Duck-Rabbit Milk Stout
American Porter, 5.7%
Asheville, North Carolina, might be one of the country’s absolute best beer cities, but a great deal of the Southern hippie town’s best brews are esoteric and tough to find elsewhere and, beautiful as they may be, rare and obscure does not an iconic beer make. Enter Duck-Rabbit, a low-profile 12-year-old Farmville craft outfit that has managed to sneak its way into beer-lovers’ hearts throughout the Southeast. D-R’s top-selling Milk Stout sports an unforgettable black and red “duck rabbit” on its label, an optical illusion shadow puppet that has nothing to do with beer, but is super fun to make. The brew inside is also super fun, with a silky-smooth full body cradling layers of semi-sweet milk chocolate and sharp, nutty coffee, supported by an impossibly rich roasted malt backbone. Pack a sixer of these toasty brews the next time you hit the Appalachian Trail and thank us later.
Fargo Brewing Company Wood Chipper IPA
North Dakota has an unsurprisingly low number of homegrown brewers, so it only took this brewery half a decade to get to iconic status. It helps that its best and most well-known beer -- a hoppy, blend of hops (Horizon, Chinook, Cascade, Centennial, and Simcoe) that is somehow less bitter than most of the folks currently visiting NoDak -- is labeled a punchline that makes it must-grab for those just discovering it. For folks in the state, though, it’s just a real good beer. Real good.
Great Lakes Eliot Ness
Vienna Lager, 6.1%
Emblazoned with the image of the legendary Prohibition crusader/beer lover – the definition of juxtaposition -- who drank in what is now Great Lakes’ basement after Capone went down, Eliot Ness isn’t just a great lager. It’s the cornerstone of a brewery that sits in the epicenter of the Midwest’s next great beer city, a brewery that’s a symbol of what beer can do to help the city that surrounds it and a point of pride for Cleveland since LeBron was still dunking in Pull-Ups.
Imperial Stout, 13%
At just a few years old, Prairie Artisan Ales is relatively young to have attained iconic status, but the virtually instant excitement around BOMB! when it debuted suggested the beer world might have an instant classic on its hands, and nothing that’s happened since (including multiple fantastic variants) has suggested otherwise. It’s a parade of the flavors stout lovers go nuts over -- vanilla, coffee, cocoa, chile -- all of them flawlessly balanced. Look, if you’re gonna throw all caps and an exclamation point on your beer, you know you’ve got something good. And they do.

INFORMATION PROVIDED
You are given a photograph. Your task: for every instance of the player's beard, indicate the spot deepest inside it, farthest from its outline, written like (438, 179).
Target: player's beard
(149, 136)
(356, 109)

GIVEN EXERCISE
In the craft beer text, condense the paragraph beginning "Emblazoned with the image" into a shorter version that keeps its main facts. The material shown above comes from a separate source.

RESULT OF THE TASK
Eliot Ness's label shows the Prohibition crusader and beer lover, who drank in what is now Great Lakes' basement after Capone's fall. More than a great lager, it anchors a brewery in the Midwest's next great beer city. It symbolizes how beer can help the surrounding city and has long been a point of pride for Cleveland.